# Work item
What you return must be exactly the lines running from the one with "Task: tag one point per instance of the tree" to the end of the data below, inclusive, and nothing more.

::: Data for analysis :::

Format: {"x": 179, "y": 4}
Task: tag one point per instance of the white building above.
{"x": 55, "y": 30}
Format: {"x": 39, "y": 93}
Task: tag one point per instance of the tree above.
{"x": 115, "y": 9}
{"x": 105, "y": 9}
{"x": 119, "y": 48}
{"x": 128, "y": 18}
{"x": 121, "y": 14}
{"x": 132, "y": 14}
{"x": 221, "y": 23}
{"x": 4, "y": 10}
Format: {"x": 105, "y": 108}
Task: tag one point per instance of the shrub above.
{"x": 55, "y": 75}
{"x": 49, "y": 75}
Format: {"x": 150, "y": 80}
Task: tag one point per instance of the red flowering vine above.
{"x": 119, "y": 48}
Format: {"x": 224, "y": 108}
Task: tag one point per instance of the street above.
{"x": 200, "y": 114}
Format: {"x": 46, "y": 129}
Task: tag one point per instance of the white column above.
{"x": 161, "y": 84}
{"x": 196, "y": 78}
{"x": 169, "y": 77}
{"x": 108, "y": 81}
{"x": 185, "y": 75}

:::

# Result for this task
Task: tag one point per instance of the tree above.
{"x": 115, "y": 9}
{"x": 105, "y": 9}
{"x": 119, "y": 48}
{"x": 128, "y": 18}
{"x": 121, "y": 14}
{"x": 132, "y": 14}
{"x": 221, "y": 23}
{"x": 4, "y": 10}
Format: {"x": 105, "y": 108}
Task: tag one point per instance of the shrub above.
{"x": 55, "y": 75}
{"x": 49, "y": 75}
Format: {"x": 150, "y": 80}
Task: tag one point per instance of the red flowering vine above.
{"x": 119, "y": 48}
Format: {"x": 224, "y": 108}
Task: tag one point per instance of the street above.
{"x": 200, "y": 114}
Format: {"x": 46, "y": 129}
Task: tag one point per instance of the white column above.
{"x": 161, "y": 84}
{"x": 196, "y": 78}
{"x": 169, "y": 77}
{"x": 108, "y": 81}
{"x": 185, "y": 75}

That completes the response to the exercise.